> _Tâches proposées_:
1. Quelles personnes le billet sur Guy Turcotte désigne-t-il par leur prénom et leur nom de famille ?
2. Pourrais-tu poursuivre le billet sur Guy Turcotte à partir de l'endroit où il s'arrête ?

> _Extrait choisi_:
....

Selon les experts, tu ne représentes plus un risque pour la société; dans ton cas, les risques de récidives sont quasi nuls. Je ne suis pas une experte en la matière, mais mon cœur de mère et de citoyenne doute profondément de cette affirmation.
[…] Olivier et Anne-Sophie […] reposent dans un cimetière sans aucune possibilité de libération. Pourquoi en irait-il autrement pour toi? – Francine Laplante, blogueuse, 6 septembre 2014
Ça ne va surprendre personne, je ne me reconnais pas dans cette attitude revancharde et populiste à la Pierre-Hugues Boisvenu. Mon coeur de mère a parlé; les experts peuvent donc aller se rhabiller!
Je me reconnais davantage dans l’analyse éditoriale d’André-Philippe Côté, ce caricaturiste du Soleil qui s’était fait les dents au magazine satirique Safarir il y a une bonne trentaine d’années. L’image composite ci-dessus intègre à la caricature de Côté (5 septembre) une photo d’Olivier et Anne-Sophie; ça, c’est de mon cru.
Ce « subtil » lynchage de Guy Turcotte sur la place publique a donné lieu à un déferlement de plus de 700 commentaires sur le Huff Post, dont 98% sont directement inspirés de la Loi du talion.
De son côté, le portail Sympatico a offert à une autre hystérique d’exprimer sa soif de vengeance. Le billet qu’y a publié Dame Monique Crépault le 5 septembre constitue un autre bel exercice de déraison et de populisme obscène. Un article écrit avec ses tripes, qui a suscité plus de 250 réactions
Pourquoi est-ce que je ne comprends pas qu’on puisse même songer deux secondes à mettre un tel monstre en liberté ? Qu’il soit fou ou pas n’y change rien. Qu’il ait commis son crime sous l’emprise de substance n’y change rien. Il n’y a que les meurtriers qui tuent. Il a tué, il est un meurtrier et les meurtriers vont en prison (ou à l’hôpital psychiatrique à tout le moins). À perpétuité.
Ma devise, écrivait par ailleurs le vilain Crapaud: tout ce qui mérite d’être fait, mérite d’être bien fait (comme disait mon papa) 🙂 – Répertoire des Journalistes Indépendants du Québec
De toute évidence, Monique Crapaud prend trop souvent congé de son paternel… Et dire que cette chose est rédactrice en chef du magazine trimestriel Imagine, destiné aux 65000 ingénieurs du Québec, où il lui arrive de feindre une certaine capacité de raisonner. Comme cette fois où elle y était allée d’un article savant sur l’AVC, pour le quatrième numéro de 2012.
Commentaire d’une vieille dame de St-Georges-de-Beauce: Prison a vie sans aucune possibilité de sortie. – Gervaise Thibodeau. Non, la madame ne va pas s’embarrasser de la moindre nuance… Typique, malheureusement.

....

Quelques entrées
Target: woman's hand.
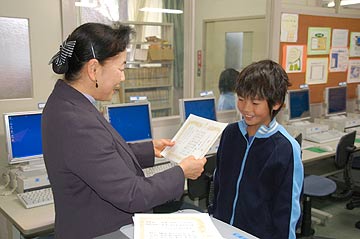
[179,156,206,180]
[153,139,175,158]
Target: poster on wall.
[280,13,299,42]
[347,60,360,83]
[331,29,349,48]
[329,47,349,72]
[350,32,360,57]
[282,45,306,73]
[307,27,331,55]
[306,58,328,85]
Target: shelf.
[119,22,174,117]
[125,85,172,91]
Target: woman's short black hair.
[53,23,135,81]
[219,68,239,93]
[235,60,291,119]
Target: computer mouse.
[319,145,334,152]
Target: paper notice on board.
[161,114,227,163]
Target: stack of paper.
[161,114,227,163]
[133,213,223,239]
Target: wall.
[194,0,269,95]
[0,0,61,167]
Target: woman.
[42,23,206,239]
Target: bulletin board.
[279,14,360,103]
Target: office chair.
[346,151,360,229]
[299,132,356,238]
[187,155,216,208]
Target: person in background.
[212,60,304,239]
[42,23,206,239]
[217,68,239,111]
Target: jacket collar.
[238,118,279,138]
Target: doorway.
[202,16,268,99]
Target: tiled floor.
[313,196,360,239]
[302,167,360,239]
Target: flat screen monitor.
[179,97,216,122]
[325,86,347,116]
[4,111,43,164]
[287,89,310,122]
[105,102,152,142]
[356,85,360,110]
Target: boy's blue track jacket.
[213,119,304,238]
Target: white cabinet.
[119,22,174,117]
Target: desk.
[96,209,257,239]
[302,135,360,164]
[0,194,55,238]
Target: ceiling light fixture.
[75,0,97,8]
[139,7,183,14]
[328,0,360,7]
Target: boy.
[213,60,303,239]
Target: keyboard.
[305,130,345,144]
[17,188,54,208]
[301,140,314,149]
[143,161,177,177]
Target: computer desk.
[302,135,360,164]
[95,209,257,239]
[0,136,360,239]
[0,194,55,239]
[0,194,257,239]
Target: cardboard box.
[148,47,174,61]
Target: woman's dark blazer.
[42,80,185,239]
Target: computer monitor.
[356,85,360,110]
[105,102,152,142]
[4,111,43,164]
[325,86,347,116]
[179,97,216,122]
[286,89,310,122]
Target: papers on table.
[161,114,227,163]
[133,213,223,239]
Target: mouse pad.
[305,147,326,153]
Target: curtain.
[163,0,184,88]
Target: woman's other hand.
[179,156,206,180]
[153,139,175,158]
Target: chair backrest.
[295,133,302,148]
[187,155,216,200]
[335,131,356,168]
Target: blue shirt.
[213,119,304,239]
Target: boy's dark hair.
[219,68,239,93]
[53,23,135,81]
[235,60,291,119]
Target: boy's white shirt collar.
[238,118,279,138]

....

> _Les réponses_:
1. Francine Laplante, Pierre-Hugues Boisvenu, André-Philippe Côté, Guy Turcotte, Monique Crépault (aussi appelée « Monique Crapaud ») et Gervaise Thibodeau.

2.
J’accuse
J’accuse les médias de cultiver la haine, la démagogie, le populisme de bas étage. Je les accuse de pratiquer ainsi la désinformation la plus abjecte. Je les accuse de sucer la douleur d’Isabelle Gaston.
Guy Turcotte n’a ni été trouvé coupable, ni été déclaré innocent au terme de son premier procès. À tort ou à raison, il a été jugé « criminellement non responsable », un peu comme s’il avait été atteint de somnambulisme et comme s’il avait tué pendant son sommeil. Un peu comme s’il avait été sous hypnose. Dans l’un ou l’autre cas, il ne saurait être tenu criminellement responsable, pas plus qu’il ne devrait croupir derrière les barreaux ou dans un hôpital psychiatrique pour le restant de ses jours.
L’état d’hypnose n’est pas nécessairement permanent, n’est-ce pas? Quand au somnambulisme, peut-être peut-il « se réveiller » à intervalles, mais faut-il pour autant interner un somnambule parce qu’il aurait commis un crime ou même tué?
Est-ce que les jurés ne devraient pas être libres de se fier aux experts?
Toute cette hargne, c’est malsain; c’est un douloureux rappel de ces chasses aux sorcières du 18e siècle aux USA, ou à ce lynchage sur la place publique tel que pratiqué au 19e siècle.
Coupable ou non coupable?
Depuis le premier procès Turcotte, la Cour Suprême s’est prononcée dans un autre dossier et elle a précisé un point qui – par le fait même, est maintenant d’une importance capitale.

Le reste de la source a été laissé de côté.